AIM OF THE EXERCISE: Each entry has to be printed again exactly.

SOURCE MATERIAL:
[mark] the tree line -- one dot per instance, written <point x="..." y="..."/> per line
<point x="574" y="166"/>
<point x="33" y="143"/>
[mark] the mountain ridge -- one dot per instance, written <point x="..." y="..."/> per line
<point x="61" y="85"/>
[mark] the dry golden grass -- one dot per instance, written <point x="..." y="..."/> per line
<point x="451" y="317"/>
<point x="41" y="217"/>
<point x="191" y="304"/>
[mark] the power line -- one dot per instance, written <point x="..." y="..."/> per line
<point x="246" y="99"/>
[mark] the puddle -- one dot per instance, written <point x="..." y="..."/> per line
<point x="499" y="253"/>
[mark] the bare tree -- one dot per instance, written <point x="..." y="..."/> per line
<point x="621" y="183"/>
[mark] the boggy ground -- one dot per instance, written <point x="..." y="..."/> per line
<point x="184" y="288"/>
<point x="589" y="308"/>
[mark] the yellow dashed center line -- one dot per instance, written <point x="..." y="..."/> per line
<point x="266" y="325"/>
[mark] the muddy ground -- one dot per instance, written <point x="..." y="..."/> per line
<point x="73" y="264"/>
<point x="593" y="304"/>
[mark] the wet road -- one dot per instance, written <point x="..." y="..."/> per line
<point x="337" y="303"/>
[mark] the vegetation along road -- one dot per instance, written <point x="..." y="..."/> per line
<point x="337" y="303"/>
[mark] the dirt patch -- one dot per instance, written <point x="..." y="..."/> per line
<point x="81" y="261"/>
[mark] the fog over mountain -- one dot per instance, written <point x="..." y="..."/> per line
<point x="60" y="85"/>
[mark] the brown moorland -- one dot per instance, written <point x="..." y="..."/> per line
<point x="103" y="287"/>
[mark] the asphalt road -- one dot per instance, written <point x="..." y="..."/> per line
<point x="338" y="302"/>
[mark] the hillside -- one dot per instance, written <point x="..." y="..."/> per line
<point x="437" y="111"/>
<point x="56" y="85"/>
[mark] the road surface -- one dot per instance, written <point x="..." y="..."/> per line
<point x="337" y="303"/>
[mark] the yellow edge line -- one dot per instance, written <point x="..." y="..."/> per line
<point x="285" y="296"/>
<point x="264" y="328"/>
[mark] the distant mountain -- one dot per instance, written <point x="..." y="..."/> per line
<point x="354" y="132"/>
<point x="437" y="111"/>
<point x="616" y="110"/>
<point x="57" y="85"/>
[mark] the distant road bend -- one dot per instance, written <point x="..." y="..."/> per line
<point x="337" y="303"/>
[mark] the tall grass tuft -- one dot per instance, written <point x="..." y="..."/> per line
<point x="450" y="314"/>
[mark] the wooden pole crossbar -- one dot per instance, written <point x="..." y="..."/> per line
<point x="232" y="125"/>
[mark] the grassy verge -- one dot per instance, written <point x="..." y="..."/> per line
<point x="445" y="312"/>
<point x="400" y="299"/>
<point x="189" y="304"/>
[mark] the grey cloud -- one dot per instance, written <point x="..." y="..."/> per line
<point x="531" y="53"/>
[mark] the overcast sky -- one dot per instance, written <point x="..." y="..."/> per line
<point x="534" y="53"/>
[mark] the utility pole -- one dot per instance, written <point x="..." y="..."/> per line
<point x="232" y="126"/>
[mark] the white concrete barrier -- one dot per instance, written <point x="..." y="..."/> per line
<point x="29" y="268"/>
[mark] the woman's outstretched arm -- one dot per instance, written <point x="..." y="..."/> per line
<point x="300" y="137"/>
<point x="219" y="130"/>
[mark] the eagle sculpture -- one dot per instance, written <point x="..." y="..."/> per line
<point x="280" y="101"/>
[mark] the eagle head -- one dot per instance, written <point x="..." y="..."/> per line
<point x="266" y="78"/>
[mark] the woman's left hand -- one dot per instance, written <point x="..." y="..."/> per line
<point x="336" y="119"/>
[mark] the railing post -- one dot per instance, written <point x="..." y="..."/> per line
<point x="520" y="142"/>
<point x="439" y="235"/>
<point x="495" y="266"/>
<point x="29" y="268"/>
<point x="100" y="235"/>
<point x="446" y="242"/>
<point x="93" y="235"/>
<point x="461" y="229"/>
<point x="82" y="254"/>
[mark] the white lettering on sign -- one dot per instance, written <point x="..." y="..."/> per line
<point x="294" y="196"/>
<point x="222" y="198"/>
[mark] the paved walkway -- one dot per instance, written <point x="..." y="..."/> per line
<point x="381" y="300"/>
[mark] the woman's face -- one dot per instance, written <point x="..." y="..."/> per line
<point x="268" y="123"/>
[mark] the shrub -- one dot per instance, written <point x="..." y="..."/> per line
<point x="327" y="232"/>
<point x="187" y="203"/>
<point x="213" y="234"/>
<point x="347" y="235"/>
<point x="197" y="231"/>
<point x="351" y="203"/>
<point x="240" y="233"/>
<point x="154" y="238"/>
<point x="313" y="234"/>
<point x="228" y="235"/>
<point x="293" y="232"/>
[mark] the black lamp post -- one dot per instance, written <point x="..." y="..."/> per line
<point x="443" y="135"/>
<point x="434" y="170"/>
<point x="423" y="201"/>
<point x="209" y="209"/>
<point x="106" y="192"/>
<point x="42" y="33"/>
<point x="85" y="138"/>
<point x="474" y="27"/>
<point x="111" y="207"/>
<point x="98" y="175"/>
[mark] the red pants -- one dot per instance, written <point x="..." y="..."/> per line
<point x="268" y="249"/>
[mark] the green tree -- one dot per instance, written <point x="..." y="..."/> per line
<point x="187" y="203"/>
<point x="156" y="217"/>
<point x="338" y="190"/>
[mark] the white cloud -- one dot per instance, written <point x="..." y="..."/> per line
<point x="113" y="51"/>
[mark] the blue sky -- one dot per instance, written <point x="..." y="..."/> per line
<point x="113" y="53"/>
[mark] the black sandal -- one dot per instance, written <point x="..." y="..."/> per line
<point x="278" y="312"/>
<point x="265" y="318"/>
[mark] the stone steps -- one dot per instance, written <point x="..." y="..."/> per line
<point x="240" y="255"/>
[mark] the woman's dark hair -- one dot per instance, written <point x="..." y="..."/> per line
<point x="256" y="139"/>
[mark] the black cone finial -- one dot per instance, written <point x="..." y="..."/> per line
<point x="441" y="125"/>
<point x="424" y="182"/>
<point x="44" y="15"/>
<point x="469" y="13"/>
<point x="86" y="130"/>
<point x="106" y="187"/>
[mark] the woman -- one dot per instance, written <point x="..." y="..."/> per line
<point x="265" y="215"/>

SOLUTION:
[mark] the tree line -- one dot per instance, written <point x="..." y="..."/> per line
<point x="574" y="166"/>
<point x="33" y="143"/>
[mark] the mountain ridge -- one dot per instance, written <point x="..." y="..."/> per line
<point x="61" y="85"/>
[mark] the dry golden grass -- one dot per instance, written <point x="..." y="..."/> per line
<point x="451" y="317"/>
<point x="41" y="217"/>
<point x="191" y="304"/>
[mark] the power line -- one dot per instance, written <point x="..." y="..."/> per line
<point x="246" y="99"/>
[mark] the puddle -- one dot per instance, written <point x="..." y="..."/> per line
<point x="499" y="253"/>
[mark] the bare tree -- one dot per instance, written <point x="..." y="..."/> per line
<point x="621" y="183"/>
[mark] the boggy ground -- one dot per instance, written <point x="..." y="..."/> per line
<point x="184" y="288"/>
<point x="589" y="308"/>
[mark] the yellow dashed center line -- one dot per instance, written <point x="..." y="..."/> per line
<point x="266" y="325"/>
[mark] the muddy ground -- one dot per instance, written <point x="..." y="..."/> per line
<point x="73" y="264"/>
<point x="593" y="304"/>
[mark] the wet road -- one dot per instance, written <point x="..." y="..."/> per line
<point x="337" y="303"/>
[mark] the vegetation along road -- one dot per instance, written <point x="..." y="..."/> per line
<point x="337" y="303"/>
[mark] the dirt patch -- one dot per instance, written <point x="..." y="..."/> per line
<point x="81" y="261"/>
[mark] the fog over mountain -- one dot per instance, written <point x="..." y="..."/> per line
<point x="60" y="85"/>
[mark] the brown moorland -- one dot per instance, written <point x="..." y="..."/> per line
<point x="103" y="287"/>
[mark] the asphalt road -- one dot per instance, written <point x="..." y="..."/> per line
<point x="338" y="302"/>
[mark] the hillside -- one dot per instance, written <point x="..." y="..."/> per line
<point x="437" y="111"/>
<point x="56" y="85"/>
[mark] the road surface -- one dot per instance, written <point x="..." y="..."/> per line
<point x="337" y="303"/>
[mark] the yellow edge line -- one dot per instance, written <point x="..." y="..."/> per line
<point x="285" y="296"/>
<point x="264" y="328"/>
[mark] the distant mountain -- one dot per instance, written <point x="..." y="..."/> per line
<point x="354" y="132"/>
<point x="437" y="111"/>
<point x="616" y="110"/>
<point x="57" y="85"/>
[mark] the distant road bend -- one dot per instance, written <point x="..." y="..."/> per line
<point x="337" y="303"/>
[mark] the tall grass tuft -- one dot per instance, written <point x="..." y="..."/> per line
<point x="450" y="314"/>
[mark] the wooden pole crossbar -- one dot per instance, written <point x="..." y="..."/> per line
<point x="232" y="125"/>
[mark] the grassy verge -- one dot per instance, written <point x="..." y="..."/> per line
<point x="445" y="312"/>
<point x="400" y="299"/>
<point x="189" y="304"/>
[mark] the grey cloud -- one dot per instance, written <point x="..." y="..."/> per line
<point x="531" y="53"/>
[mark] the overcast sky -- one dot per instance, written <point x="..." y="..."/> per line
<point x="534" y="53"/>
[mark] the utility pole -- one dot per instance, written <point x="..." y="..."/> per line
<point x="232" y="126"/>
[mark] the white concrete barrier -- one dot per instance, written <point x="..." y="..."/> per line
<point x="29" y="268"/>
[mark] the woman's outstretched arm -- one dot per instance, written <point x="..." y="..."/> per line
<point x="300" y="137"/>
<point x="219" y="130"/>
[mark] the eagle sculpture -- one dot per instance, written <point x="..." y="..."/> per line
<point x="280" y="101"/>
[mark] the eagle head -- one dot per instance, written <point x="..." y="..."/> per line
<point x="266" y="78"/>
[mark] the woman's left hand -- one dot per instance, written <point x="..." y="..."/> per line
<point x="336" y="119"/>
[mark] the railing post -- one dot per instance, written <point x="..." y="..."/> per line
<point x="520" y="142"/>
<point x="439" y="235"/>
<point x="495" y="266"/>
<point x="29" y="268"/>
<point x="100" y="235"/>
<point x="446" y="242"/>
<point x="93" y="235"/>
<point x="461" y="229"/>
<point x="82" y="254"/>
[mark] the white lettering on sign -- one dot per instance, written <point x="..." y="..."/> per line
<point x="294" y="196"/>
<point x="222" y="198"/>
[mark] the paved walkway -- one dot per instance, written <point x="..." y="..."/> per line
<point x="381" y="300"/>
[mark] the woman's face -- one dot per instance, written <point x="..." y="..."/> per line
<point x="268" y="123"/>
[mark] the shrub -- one dot per instance, written <point x="..." y="..."/> per line
<point x="327" y="232"/>
<point x="187" y="203"/>
<point x="213" y="234"/>
<point x="347" y="235"/>
<point x="197" y="231"/>
<point x="351" y="203"/>
<point x="240" y="233"/>
<point x="154" y="238"/>
<point x="313" y="234"/>
<point x="228" y="235"/>
<point x="293" y="232"/>
[mark] the black lamp post -- one dot per instance, written <point x="..." y="..."/> per line
<point x="443" y="135"/>
<point x="434" y="170"/>
<point x="423" y="201"/>
<point x="209" y="209"/>
<point x="106" y="192"/>
<point x="42" y="33"/>
<point x="85" y="138"/>
<point x="474" y="27"/>
<point x="111" y="207"/>
<point x="98" y="175"/>
[mark] the red pants -- one dot per instance, written <point x="..." y="..."/> per line
<point x="268" y="249"/>
[mark] the green tree -- one dot per instance, written <point x="..." y="..."/> per line
<point x="187" y="203"/>
<point x="156" y="217"/>
<point x="338" y="190"/>
[mark] the white cloud -- one dot per instance, written <point x="..." y="..."/> per line
<point x="113" y="51"/>
[mark] the blue sky -- one dot per instance, written <point x="..." y="..."/> per line
<point x="113" y="53"/>
[mark] the black sandal -- one dot per instance, written <point x="..." y="..."/> per line
<point x="278" y="312"/>
<point x="265" y="318"/>
[mark] the stone steps -- one dot per instance, written <point x="..." y="..."/> per line
<point x="240" y="255"/>
[mark] the woman's dark hair -- one dot per instance, written <point x="..." y="..."/> per line
<point x="256" y="139"/>
[mark] the black cone finial -- one dot per instance, written <point x="..." y="..."/> per line
<point x="441" y="125"/>
<point x="424" y="182"/>
<point x="44" y="15"/>
<point x="469" y="13"/>
<point x="86" y="130"/>
<point x="106" y="187"/>
[mark] the woman -- one dot per instance, written <point x="..." y="..."/> per line
<point x="265" y="215"/>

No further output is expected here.